## Document excerpt
######
My dog is fine with me listening to whatever, even listening to me playing guitar.
But when I pull out my bass and start poping and slapping, those ears go back and she refuses to look directly at me.


----------



## longfxukxnhair (Jan 6, 2013)

My dogs get as far away as possible and my birds sing along


----------



## longfxukxnhair (Jan 6, 2013)

GSingleton said:


> When I am actually at home, my dog leans up against my leg and stares at me or just listens haha. I love my dog!
> 
> 
> 
> ...



beautiful dog!


----------



## longfxukxnhair (Jan 6, 2013)

Malkav said:


> Birds can be really incredible pets if you don't mind noises  By noise I mean crazy noise though, like I'll come home at 3am and my bird will instantly start beeping like our microwave, and it is loud you can hear it everywhere in the house - Way louder than the microwave itself cause he just wants attention
> 
> Having owned a green Amazon (before it got illegal) and a cockatiel and budgees and ducks I have to say that out of all of them the African Grey seems to be where it's at in my opinion. They are freakishly clever and pick up some incredible habits, like when my dad's cellphone rings my bird will "pick it up" and then start having an imaginary conversation with an old friend, leaving pauses for them to speak and answering with questions about how they've been or what they've been up to, but all in my dad's voice - It is both incredible and hilarious, says goodbye at the end before putting down on them and everything and the conversations are almost always different.
######
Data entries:

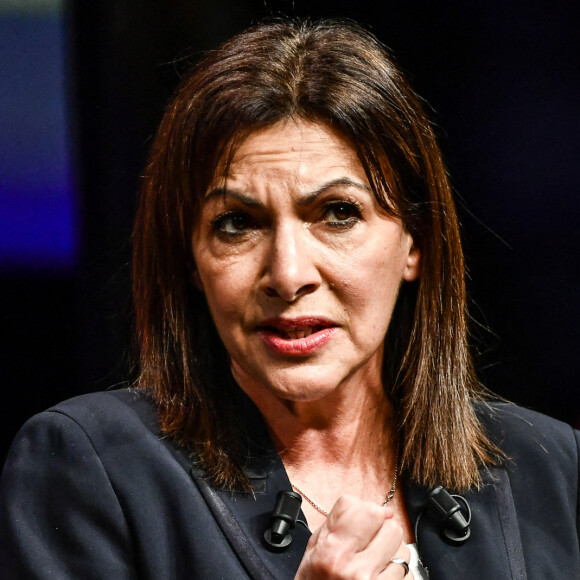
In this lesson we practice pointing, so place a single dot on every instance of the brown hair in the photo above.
(339, 74)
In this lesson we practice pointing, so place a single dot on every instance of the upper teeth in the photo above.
(299, 332)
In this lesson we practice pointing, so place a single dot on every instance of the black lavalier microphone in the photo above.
(446, 511)
(284, 518)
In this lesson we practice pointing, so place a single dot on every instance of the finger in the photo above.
(398, 565)
(354, 524)
(376, 557)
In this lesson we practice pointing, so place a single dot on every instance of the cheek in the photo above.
(368, 288)
(227, 288)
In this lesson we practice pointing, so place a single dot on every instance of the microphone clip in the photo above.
(284, 517)
(446, 511)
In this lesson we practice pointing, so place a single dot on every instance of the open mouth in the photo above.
(299, 336)
(294, 333)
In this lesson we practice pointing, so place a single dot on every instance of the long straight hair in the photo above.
(339, 74)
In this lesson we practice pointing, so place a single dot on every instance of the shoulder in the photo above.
(540, 452)
(97, 416)
(516, 430)
(112, 427)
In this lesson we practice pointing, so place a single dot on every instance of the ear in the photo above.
(411, 271)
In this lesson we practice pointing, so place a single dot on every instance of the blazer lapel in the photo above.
(244, 517)
(494, 548)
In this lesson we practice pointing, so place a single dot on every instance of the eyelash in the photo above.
(352, 208)
(219, 223)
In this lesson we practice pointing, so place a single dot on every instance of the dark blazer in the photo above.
(91, 490)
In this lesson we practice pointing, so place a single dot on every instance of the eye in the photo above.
(342, 214)
(232, 224)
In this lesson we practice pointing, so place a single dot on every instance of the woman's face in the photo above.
(299, 264)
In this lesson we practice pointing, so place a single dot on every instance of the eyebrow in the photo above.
(304, 200)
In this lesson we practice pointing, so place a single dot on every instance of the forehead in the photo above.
(296, 147)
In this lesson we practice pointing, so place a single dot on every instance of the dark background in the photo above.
(503, 80)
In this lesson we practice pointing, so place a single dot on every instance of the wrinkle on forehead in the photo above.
(288, 147)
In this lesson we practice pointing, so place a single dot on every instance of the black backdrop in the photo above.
(503, 80)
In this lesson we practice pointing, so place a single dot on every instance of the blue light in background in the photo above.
(37, 201)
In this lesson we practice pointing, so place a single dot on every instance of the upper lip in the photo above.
(299, 322)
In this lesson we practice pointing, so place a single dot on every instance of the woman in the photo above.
(300, 301)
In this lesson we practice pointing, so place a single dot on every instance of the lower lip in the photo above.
(297, 346)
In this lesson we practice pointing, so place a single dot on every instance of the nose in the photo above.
(290, 269)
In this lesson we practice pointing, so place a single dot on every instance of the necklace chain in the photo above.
(388, 497)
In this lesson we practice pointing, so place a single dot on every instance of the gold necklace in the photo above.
(388, 497)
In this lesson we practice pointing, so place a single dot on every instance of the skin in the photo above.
(295, 231)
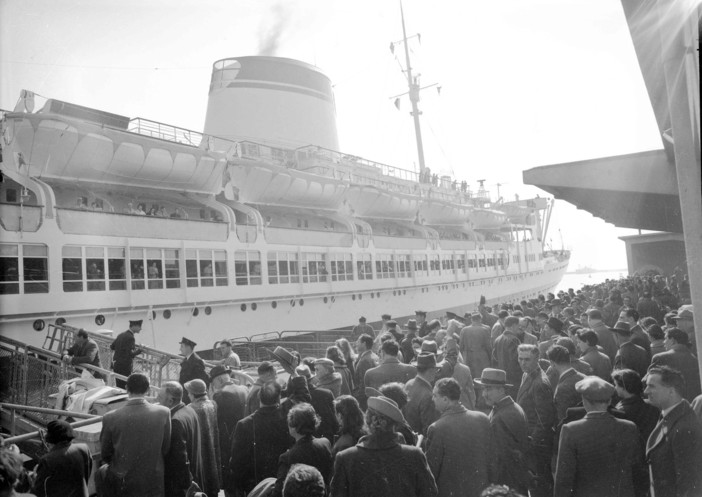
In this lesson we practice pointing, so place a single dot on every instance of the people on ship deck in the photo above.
(518, 440)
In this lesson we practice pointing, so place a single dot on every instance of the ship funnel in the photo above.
(273, 101)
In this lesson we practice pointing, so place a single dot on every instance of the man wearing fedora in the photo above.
(125, 350)
(206, 410)
(474, 342)
(192, 367)
(182, 463)
(230, 399)
(679, 357)
(420, 410)
(133, 443)
(390, 368)
(629, 355)
(65, 470)
(458, 444)
(326, 377)
(379, 466)
(406, 343)
(600, 454)
(508, 425)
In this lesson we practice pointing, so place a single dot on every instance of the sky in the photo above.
(523, 83)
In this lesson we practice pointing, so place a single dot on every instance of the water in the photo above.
(577, 281)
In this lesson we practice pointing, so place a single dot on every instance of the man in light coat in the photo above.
(133, 442)
(458, 444)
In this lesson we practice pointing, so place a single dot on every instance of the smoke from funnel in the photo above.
(271, 34)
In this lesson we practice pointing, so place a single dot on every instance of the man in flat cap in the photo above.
(125, 350)
(600, 454)
(192, 367)
(379, 464)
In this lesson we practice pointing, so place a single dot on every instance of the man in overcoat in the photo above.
(600, 454)
(674, 448)
(192, 367)
(134, 441)
(458, 444)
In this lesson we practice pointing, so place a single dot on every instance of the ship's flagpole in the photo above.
(413, 85)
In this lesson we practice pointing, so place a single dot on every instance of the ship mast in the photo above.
(413, 86)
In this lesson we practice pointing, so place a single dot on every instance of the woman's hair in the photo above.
(303, 418)
(334, 353)
(345, 347)
(352, 422)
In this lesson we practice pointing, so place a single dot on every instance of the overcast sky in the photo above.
(524, 83)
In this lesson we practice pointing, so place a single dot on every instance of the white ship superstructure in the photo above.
(244, 229)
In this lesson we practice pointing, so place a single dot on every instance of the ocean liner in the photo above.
(258, 224)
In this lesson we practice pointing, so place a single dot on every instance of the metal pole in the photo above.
(679, 25)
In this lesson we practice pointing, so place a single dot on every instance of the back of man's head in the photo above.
(270, 393)
(303, 481)
(390, 347)
(137, 384)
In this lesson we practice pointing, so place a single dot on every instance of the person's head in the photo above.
(170, 394)
(303, 481)
(446, 393)
(270, 393)
(594, 316)
(389, 348)
(528, 357)
(349, 414)
(512, 324)
(334, 353)
(627, 383)
(396, 392)
(665, 387)
(266, 371)
(364, 342)
(225, 348)
(655, 332)
(137, 385)
(302, 420)
(559, 356)
(630, 316)
(11, 471)
(675, 336)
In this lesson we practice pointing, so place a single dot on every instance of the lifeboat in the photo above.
(70, 142)
(487, 218)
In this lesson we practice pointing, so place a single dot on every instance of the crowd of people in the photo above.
(557, 396)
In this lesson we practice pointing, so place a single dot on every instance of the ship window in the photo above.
(247, 267)
(385, 266)
(9, 268)
(461, 263)
(364, 267)
(202, 267)
(342, 267)
(136, 268)
(404, 269)
(421, 267)
(95, 268)
(314, 267)
(72, 266)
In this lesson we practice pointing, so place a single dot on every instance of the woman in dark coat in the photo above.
(352, 426)
(316, 452)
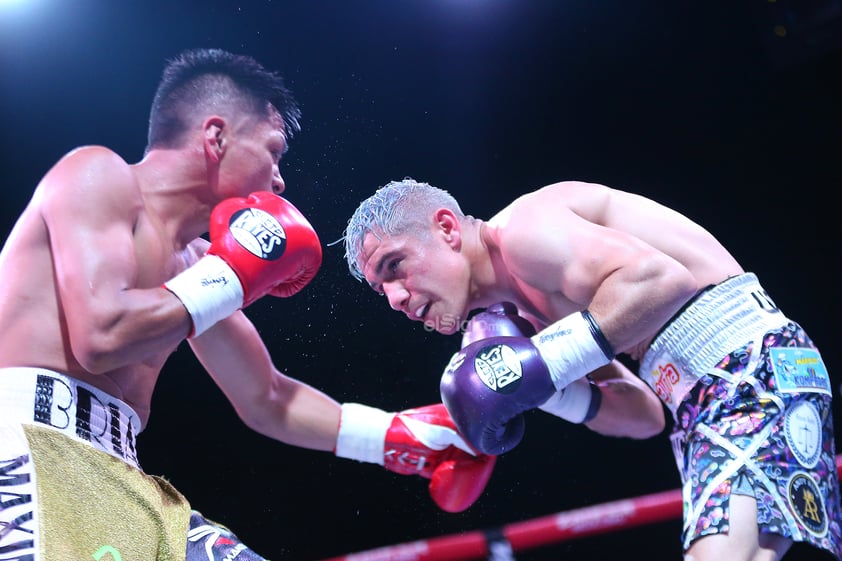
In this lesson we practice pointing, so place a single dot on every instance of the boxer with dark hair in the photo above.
######
## Problems
1. In the forum thread, what does the African Grey do when the dad's cellphone rings?
2. Output the section of the forum thread starting at "My dogs get" and ending at "love my dog!".

## Problem solutions
1. It "picks up" the phone and holds an imaginary conversation with an old friend in the dad's voice.

2.
My dogs get as far away as possible and my birds sing along


----------



## longfxukxnhair (Jan 6, 2013)

GSingleton said:


> When I am actually at home, my dog leans up against my leg and stares at me or just listens haha. I love my dog!